WHAT YOU WILL DO ->
Locate each line in the listing below that contains the word "mountain" and copy those lines out. Uppercase and lowercase count as different.

MATERIAL FOR THE TASK ->
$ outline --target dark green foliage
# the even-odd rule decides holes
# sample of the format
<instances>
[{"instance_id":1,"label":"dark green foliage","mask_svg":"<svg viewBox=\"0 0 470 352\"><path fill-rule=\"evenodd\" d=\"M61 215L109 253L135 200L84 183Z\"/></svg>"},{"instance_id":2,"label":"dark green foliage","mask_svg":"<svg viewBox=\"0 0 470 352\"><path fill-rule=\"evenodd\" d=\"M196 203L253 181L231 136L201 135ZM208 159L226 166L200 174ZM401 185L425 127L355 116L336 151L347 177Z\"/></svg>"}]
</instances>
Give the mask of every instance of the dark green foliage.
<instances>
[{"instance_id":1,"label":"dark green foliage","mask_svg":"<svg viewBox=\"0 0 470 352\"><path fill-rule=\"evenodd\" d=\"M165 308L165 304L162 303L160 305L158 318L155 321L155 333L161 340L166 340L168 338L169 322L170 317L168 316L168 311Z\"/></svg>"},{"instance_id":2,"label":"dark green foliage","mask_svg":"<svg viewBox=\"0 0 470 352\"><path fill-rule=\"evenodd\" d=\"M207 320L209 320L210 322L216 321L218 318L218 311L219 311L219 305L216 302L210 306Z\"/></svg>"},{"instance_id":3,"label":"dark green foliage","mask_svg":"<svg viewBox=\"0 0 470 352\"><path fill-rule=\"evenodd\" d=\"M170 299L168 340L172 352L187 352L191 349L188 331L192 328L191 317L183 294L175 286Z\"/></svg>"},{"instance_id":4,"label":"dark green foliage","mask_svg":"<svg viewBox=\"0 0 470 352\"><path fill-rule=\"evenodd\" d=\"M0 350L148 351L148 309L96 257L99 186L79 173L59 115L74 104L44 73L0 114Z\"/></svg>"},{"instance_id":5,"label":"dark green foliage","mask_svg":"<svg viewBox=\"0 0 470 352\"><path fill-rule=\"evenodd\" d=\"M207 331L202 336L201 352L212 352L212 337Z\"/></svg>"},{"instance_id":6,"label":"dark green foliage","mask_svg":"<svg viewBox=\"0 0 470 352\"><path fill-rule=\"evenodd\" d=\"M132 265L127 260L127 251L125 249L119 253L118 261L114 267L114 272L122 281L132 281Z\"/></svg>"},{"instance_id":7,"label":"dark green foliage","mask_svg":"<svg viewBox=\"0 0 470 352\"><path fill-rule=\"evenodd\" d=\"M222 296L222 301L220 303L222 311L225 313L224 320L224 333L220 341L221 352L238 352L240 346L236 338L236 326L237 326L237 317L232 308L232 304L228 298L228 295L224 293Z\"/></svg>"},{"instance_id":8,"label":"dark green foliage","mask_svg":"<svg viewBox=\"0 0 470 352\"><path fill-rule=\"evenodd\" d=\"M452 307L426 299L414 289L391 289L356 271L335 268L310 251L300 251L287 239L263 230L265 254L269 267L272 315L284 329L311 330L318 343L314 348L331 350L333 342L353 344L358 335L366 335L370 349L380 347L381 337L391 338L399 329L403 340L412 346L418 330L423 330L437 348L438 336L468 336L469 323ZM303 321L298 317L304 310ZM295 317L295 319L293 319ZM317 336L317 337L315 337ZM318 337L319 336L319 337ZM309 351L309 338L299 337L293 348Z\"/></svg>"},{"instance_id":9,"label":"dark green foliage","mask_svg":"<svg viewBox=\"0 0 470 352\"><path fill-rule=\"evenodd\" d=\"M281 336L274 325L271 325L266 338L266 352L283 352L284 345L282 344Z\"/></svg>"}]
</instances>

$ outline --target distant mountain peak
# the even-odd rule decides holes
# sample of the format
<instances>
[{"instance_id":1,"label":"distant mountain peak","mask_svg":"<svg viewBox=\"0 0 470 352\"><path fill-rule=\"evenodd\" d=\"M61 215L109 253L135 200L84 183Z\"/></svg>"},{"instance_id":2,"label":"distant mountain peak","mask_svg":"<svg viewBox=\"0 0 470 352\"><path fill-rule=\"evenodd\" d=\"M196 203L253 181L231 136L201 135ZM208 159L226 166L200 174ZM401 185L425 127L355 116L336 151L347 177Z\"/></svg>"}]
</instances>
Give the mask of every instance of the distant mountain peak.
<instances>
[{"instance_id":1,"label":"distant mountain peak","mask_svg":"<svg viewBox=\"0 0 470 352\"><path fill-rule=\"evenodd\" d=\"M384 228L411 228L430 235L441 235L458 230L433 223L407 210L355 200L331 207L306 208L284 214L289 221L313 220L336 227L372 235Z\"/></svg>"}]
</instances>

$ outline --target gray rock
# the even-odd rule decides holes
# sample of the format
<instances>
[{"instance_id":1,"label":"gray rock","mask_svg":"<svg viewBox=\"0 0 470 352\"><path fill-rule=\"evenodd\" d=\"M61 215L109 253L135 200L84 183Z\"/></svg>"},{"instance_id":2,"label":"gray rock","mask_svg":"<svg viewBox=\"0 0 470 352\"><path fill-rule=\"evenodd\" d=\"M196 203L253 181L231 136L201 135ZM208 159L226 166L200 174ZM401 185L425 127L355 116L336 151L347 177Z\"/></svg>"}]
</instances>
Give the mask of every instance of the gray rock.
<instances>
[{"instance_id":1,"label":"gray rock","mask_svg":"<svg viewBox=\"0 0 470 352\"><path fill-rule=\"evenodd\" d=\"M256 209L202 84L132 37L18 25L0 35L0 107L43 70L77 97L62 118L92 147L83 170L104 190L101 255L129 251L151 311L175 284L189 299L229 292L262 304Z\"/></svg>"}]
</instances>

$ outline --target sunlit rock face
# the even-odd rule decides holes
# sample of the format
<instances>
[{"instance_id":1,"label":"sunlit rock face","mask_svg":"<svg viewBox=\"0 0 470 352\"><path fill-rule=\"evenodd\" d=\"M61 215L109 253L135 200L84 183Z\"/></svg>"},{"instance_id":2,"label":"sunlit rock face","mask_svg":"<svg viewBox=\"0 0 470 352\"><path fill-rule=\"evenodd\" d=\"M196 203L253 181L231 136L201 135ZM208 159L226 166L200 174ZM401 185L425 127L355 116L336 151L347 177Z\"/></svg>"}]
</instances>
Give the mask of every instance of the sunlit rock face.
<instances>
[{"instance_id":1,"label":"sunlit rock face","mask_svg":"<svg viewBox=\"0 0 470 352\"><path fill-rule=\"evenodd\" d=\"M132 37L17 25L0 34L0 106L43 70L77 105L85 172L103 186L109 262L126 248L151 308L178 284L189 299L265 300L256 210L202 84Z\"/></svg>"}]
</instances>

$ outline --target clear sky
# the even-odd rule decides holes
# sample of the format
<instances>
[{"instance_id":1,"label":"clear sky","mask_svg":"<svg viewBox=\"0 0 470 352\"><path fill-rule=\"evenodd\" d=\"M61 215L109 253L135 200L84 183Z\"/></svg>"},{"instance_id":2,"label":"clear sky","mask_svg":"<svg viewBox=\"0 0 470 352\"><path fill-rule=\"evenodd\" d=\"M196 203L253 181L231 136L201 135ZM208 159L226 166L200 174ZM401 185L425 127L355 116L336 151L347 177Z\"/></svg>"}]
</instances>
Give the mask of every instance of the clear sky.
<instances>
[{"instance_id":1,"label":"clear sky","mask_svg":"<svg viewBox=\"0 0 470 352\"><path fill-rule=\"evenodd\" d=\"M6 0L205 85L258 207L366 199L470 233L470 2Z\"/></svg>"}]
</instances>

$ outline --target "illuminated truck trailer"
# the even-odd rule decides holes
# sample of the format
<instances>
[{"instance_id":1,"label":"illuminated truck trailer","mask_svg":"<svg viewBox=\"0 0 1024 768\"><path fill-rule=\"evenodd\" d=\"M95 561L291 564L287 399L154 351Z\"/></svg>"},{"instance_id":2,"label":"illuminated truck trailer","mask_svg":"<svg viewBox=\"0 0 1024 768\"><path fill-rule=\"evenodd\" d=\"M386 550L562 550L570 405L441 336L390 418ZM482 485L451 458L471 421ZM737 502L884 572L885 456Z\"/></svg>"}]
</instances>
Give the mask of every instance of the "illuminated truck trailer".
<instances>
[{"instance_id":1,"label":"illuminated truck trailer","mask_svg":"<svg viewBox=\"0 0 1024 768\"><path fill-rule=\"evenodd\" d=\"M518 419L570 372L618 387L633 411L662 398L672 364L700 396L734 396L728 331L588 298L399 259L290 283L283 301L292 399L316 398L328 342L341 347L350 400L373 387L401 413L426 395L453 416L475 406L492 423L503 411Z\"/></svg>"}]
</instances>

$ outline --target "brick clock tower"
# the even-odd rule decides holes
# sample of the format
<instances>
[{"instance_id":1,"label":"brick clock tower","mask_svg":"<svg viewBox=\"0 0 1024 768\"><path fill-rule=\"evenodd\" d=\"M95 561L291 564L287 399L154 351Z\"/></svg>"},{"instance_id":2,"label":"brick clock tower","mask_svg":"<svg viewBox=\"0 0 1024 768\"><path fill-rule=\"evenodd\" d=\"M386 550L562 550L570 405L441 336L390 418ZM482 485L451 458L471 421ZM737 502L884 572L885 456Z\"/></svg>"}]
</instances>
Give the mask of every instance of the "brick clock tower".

EXERCISE SOLUTION ->
$ outline --target distant mountain peak
[{"instance_id":1,"label":"distant mountain peak","mask_svg":"<svg viewBox=\"0 0 470 352\"><path fill-rule=\"evenodd\" d=\"M61 215L109 253L135 200L84 183Z\"/></svg>"},{"instance_id":2,"label":"distant mountain peak","mask_svg":"<svg viewBox=\"0 0 470 352\"><path fill-rule=\"evenodd\" d=\"M196 203L253 181L231 136L201 135ZM208 159L226 166L200 174ZM401 185L425 127L355 116L336 151L347 177Z\"/></svg>"}]
Give the mask of every instance of the distant mountain peak.
[{"instance_id":1,"label":"distant mountain peak","mask_svg":"<svg viewBox=\"0 0 470 352\"><path fill-rule=\"evenodd\" d=\"M384 228L411 228L430 235L441 235L458 230L433 223L407 210L355 200L331 207L306 208L284 214L289 221L313 220L336 227L372 235Z\"/></svg>"}]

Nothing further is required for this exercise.